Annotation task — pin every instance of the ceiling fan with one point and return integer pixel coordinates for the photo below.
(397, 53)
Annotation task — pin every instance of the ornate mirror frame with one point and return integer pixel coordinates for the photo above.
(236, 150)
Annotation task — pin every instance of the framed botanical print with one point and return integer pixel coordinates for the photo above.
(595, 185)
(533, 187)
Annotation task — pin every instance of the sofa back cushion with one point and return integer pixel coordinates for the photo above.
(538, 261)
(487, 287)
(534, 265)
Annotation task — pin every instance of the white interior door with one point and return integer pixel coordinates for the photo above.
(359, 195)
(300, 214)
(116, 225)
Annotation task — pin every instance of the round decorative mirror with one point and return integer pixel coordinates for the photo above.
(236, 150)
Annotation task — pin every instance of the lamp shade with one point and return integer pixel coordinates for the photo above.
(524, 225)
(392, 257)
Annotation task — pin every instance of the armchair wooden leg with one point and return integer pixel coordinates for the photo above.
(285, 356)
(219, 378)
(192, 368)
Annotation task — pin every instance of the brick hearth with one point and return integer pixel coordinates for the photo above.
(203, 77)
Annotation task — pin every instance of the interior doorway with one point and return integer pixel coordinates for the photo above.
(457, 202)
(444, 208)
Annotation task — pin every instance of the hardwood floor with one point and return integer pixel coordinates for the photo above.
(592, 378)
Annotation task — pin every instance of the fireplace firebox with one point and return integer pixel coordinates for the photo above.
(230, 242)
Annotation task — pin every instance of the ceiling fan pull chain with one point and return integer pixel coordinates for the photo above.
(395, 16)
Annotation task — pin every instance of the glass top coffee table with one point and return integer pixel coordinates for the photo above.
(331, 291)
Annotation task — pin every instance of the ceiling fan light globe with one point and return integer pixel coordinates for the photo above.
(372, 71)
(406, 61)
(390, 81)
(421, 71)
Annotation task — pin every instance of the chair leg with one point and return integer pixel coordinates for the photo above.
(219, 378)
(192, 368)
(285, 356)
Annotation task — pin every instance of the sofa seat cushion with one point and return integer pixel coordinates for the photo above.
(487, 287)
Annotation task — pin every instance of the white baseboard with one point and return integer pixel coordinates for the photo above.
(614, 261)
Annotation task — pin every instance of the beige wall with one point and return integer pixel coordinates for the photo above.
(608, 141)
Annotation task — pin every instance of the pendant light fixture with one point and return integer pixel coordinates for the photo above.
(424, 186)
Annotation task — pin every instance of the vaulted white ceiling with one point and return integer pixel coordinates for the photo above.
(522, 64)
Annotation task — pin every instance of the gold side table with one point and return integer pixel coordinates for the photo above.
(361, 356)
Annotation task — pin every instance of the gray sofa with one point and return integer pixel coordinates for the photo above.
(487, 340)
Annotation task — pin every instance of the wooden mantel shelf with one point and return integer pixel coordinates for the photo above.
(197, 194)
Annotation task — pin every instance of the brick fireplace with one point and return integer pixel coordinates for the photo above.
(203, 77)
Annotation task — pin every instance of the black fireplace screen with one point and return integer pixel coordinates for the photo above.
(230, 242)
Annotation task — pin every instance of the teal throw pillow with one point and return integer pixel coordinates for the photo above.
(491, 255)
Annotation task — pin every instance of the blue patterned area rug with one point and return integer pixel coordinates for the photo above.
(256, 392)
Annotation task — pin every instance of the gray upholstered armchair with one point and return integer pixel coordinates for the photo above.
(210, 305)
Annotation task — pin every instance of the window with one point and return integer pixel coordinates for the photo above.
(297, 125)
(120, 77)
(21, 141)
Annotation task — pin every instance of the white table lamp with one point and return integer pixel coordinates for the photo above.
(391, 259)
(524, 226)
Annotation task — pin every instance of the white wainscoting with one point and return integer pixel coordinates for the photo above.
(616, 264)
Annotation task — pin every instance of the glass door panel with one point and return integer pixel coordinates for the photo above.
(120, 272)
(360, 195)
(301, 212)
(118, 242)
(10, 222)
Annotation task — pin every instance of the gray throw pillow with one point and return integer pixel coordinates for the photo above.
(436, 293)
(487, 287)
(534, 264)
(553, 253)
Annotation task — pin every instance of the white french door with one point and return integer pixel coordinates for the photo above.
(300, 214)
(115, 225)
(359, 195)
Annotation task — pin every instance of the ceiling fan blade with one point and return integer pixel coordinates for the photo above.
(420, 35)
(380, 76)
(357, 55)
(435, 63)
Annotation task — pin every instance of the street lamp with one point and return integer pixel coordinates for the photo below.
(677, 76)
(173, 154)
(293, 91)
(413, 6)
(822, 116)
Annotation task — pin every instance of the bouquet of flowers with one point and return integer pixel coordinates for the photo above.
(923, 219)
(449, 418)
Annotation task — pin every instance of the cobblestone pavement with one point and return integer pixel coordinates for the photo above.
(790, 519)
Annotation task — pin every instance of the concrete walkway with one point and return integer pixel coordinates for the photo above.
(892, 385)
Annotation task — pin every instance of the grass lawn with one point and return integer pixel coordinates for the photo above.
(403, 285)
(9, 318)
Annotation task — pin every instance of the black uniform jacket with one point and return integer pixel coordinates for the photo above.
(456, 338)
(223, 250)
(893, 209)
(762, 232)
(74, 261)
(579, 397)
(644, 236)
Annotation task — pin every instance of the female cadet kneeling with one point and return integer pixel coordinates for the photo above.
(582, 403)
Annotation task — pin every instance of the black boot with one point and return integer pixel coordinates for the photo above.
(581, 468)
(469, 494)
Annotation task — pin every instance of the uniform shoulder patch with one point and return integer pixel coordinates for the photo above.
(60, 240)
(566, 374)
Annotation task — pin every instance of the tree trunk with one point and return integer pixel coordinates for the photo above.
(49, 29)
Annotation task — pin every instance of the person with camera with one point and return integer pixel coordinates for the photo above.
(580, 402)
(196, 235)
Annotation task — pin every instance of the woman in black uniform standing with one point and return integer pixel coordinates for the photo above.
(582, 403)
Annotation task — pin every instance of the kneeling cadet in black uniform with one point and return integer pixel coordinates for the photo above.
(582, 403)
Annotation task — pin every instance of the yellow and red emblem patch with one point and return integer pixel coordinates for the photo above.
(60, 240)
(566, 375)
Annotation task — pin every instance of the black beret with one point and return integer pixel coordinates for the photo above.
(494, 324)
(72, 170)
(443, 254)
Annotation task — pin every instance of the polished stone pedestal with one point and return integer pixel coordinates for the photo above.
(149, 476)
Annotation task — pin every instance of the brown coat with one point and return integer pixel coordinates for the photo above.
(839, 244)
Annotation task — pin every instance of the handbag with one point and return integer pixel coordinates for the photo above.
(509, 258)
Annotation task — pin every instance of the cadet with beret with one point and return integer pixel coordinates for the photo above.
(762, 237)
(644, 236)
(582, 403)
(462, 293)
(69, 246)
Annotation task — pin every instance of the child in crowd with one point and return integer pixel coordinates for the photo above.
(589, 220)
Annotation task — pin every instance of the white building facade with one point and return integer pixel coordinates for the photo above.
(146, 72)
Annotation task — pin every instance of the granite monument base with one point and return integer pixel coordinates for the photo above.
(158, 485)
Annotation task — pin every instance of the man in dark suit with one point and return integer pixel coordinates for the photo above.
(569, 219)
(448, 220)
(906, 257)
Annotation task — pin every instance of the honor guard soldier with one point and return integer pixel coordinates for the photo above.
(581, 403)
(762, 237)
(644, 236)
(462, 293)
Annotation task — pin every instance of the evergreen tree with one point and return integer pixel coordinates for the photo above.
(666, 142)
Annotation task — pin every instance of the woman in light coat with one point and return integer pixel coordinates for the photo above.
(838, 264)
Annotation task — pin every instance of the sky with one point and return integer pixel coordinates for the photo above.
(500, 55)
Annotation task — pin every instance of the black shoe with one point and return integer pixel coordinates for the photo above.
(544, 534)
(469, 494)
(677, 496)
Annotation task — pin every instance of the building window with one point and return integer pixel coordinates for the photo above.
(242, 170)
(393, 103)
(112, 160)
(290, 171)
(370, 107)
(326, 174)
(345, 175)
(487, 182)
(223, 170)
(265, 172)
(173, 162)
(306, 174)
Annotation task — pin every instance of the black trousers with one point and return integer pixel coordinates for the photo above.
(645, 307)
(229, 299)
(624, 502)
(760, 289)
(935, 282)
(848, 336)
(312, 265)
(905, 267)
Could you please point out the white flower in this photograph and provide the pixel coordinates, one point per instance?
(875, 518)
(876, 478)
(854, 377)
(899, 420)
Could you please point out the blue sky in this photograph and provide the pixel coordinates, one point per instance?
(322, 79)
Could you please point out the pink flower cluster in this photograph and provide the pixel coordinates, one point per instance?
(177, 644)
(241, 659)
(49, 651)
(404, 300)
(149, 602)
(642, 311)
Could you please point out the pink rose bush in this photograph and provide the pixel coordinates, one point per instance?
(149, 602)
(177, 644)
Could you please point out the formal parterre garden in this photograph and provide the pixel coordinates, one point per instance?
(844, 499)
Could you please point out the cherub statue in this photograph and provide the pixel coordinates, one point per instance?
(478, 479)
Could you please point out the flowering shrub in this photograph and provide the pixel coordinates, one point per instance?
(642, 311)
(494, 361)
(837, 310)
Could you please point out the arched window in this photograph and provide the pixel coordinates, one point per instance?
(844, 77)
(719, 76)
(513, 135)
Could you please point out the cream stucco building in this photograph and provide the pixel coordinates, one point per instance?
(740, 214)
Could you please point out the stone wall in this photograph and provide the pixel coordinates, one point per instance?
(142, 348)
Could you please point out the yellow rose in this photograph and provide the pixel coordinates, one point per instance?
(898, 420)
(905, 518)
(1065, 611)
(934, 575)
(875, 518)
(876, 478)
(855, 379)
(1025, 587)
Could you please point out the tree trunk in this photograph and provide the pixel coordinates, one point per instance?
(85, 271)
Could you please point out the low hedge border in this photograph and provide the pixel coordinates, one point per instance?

****************************************

__Exercise instructions__
Please return, exactly as written, the line containing "Could you please point out the formal" and every line after it through the end of the records above, and nothing else.

__The answer__
Could you please point out the formal parterre garden in this photograph and provide the pixel coordinates, one point per instance?
(844, 499)
Could you please point out the cherub statue in this photograph and provide the pixel coordinates, one point per instance?
(478, 479)
Could you please point out the flowering shrub in this photograph and provide the pixel coordinates, one point per instance?
(642, 311)
(494, 361)
(837, 310)
Could you please point out the arched window in this photograph and provide the pixel coordinates, one point per instance?
(844, 77)
(719, 76)
(513, 135)
Could you please point out the cream stucco building in this photograph and provide the pixel coordinates, one point per instance?
(740, 214)
Could you please point out the stone wall in this photograph and provide the pixel coordinates, one point per instance?
(142, 348)
Could you please point out the yellow rose in this photograph and provide the pixel coordinates, one point per instance?
(898, 420)
(905, 518)
(1065, 611)
(934, 575)
(875, 518)
(876, 478)
(855, 379)
(1025, 587)
Could you please point out the tree trunk in this photograph and provide the pixel coordinates, one point per instance?
(85, 271)
Could you please point out the low hedge border in this photograph and provide the pixel coordinates, one point per instance?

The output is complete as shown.